**Page excerpt**
I was welcomed, as a Baptist, at a PCA. The pastor knew about me, via some friends who had joined recently, and I was not interviewed.


----------



## Marrow Man (Apr 9, 2010)

C. M. Sheffield said:


> Marrow Man said:
> 
> 
> > If a Presbyterian were to visit the congregation, but he were a former Baptist who switched to Presbyterianism later in life, would that be viewed differently? In other words, he or she is an immersed professing believer, but not currently a Baptist, would that be a problem?
> ...


 
C.M. what would exactly be the problem? I think I'm not understanding the BF&M perhaps. Is it because of the person is not a _member _of a Baptist church? Or would it be only for members of the local congregation where the Supper is being served?


----------



## C. M. Sheffield (Apr 9, 2010)

Marrow Man said:


> C. M. Sheffield said:
> 
> 
> > Marrow Man said:
> ...


 
You asked if it would be a problem. I said "No" it wouldn't. They would meet the requirements of our confession.


----------



## Marrow Man (Apr 9, 2010)

Yes, I just realized that (after my wife pointed it out), and it's embarrassingly stupid on my part. I was already deleting my response. Thanks for the reply.


----------



## C. M. Sheffield (Apr 9, 2010)

Not a problem. I should have been clearer.


----------



## JML (Apr 9, 2010)

Marrow Man said:


> In other words, if the person was immersed, but later came to faith...and was now Presbyterian, would he or she be permitted to come to the Table?





I knew it. So they were a Baptist and lost and now that they are Presbyterian they have come to faith. Presbyterians are nice to us and all but they consider us not in faith. 

Where is the "I know you didn't mean it to sound like that but it came out that way" smiley? 

---------- Post added at 11:09 AM ---------- Previous post was at 10:42 AM ----------

For those who require immersion to partake of the Lord's Supper, help me understand. Since a Presbyterian is a part of the universal church, why would the Lord's Supper be denied to them?


----------



## Marrow Man (Apr 9, 2010)

John Lanier said:


> Marrow Man said:
> 
> 
> > In other words, if the person was immersed, but later came to faith...and was now Presbyterian, would he or she be permitted to come to the Table?
> ...

**Given information**
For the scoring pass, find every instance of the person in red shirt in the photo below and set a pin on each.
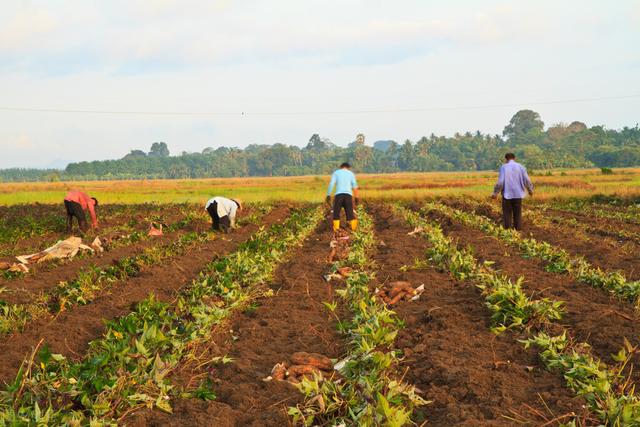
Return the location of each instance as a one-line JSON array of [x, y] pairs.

**Given problem**
Continue the forum discussion on admitting Presbyterians to the Lord's Supper in Baptist congregations from the point where it stops.

**Exercise answer**
Dude, I was talking about myself! I'm the hypothetical. I was immersed at around age 10 in a Baptist church because I "walked the aisle" and said "yes" to a couple of questions. I came to faith in Christ at age 21 while in college, and attended the same Baptist church on weekends home from college. I later united with a PCA church, and Presbyterians of course do not re-baptized. So, I was asking, even though I was technically "immersed," how Baptist churches that require immersion would view my coming to the Table.


----------



## rbcbob (Apr 9, 2010)

Marrow Man said:


> Our church (Presbyterian) allows Baptists to come to the Table. The only require is one be a baptized, professing Christian. Of course, examination is also a condition in coming to the Lord's Table.
> 
> My wife and I have visited Bob's church (Reformed Baptist), and they have allowed us to come to the Table with them in sweet fellowship. If I recall correctly, the requirement/warning spoken by the pastor was very similar to what I say as well.
> 
> ...



Tim,
We would welcome visiting baptized (according to their sincere beliefs) believers to our table. In the specifics you mention we would have reservations about receiving such into membership.


----------



## JML (Apr 9, 2010)

Marrow Man said:


> John Lanier said:
> 
> 
> > Marrow Man said:
> ...


 
Hey Tim,

You do know that I was kidding, right?


----------



## Marrow Man (Apr 9, 2010)

As was I, friend! Oh, it's a true story, but I was kidding in my "offense."


----------



## C. M. Sheffield (Apr 9, 2010)

rbcbob said:


> Tim,
> We would welcome visiting baptized (according to their sincere beliefs) believers to our table. In the specifics you mention we would have reservations about receiving such into membership.


 
Bob,

Do you not see the inconsistency of saying that a Presbyterian brother is allowed at the Communion Table but not into the church's communion (i.e. membership)? 

In my mind, there are only two consistent positions:

Those sprinkled as infants are allowed at the Lord's Table and into the churches membership (The position of John Bunyan).
Those sprinkled as infants are not allowed at the Lord's Table and therefore not allowed into the church's membership (The position of Gill, Dagg, Conner, et al).
I am sincerely interested in hearing your rationale.


----------



## Marrow Man (Apr 9, 2010)

Ah, but C.M., you have the additional complication of the matter which you accepted above: not all Presbyterians were sprinkled as infants. For example, I am Presbyterian but was not baptized as an infant.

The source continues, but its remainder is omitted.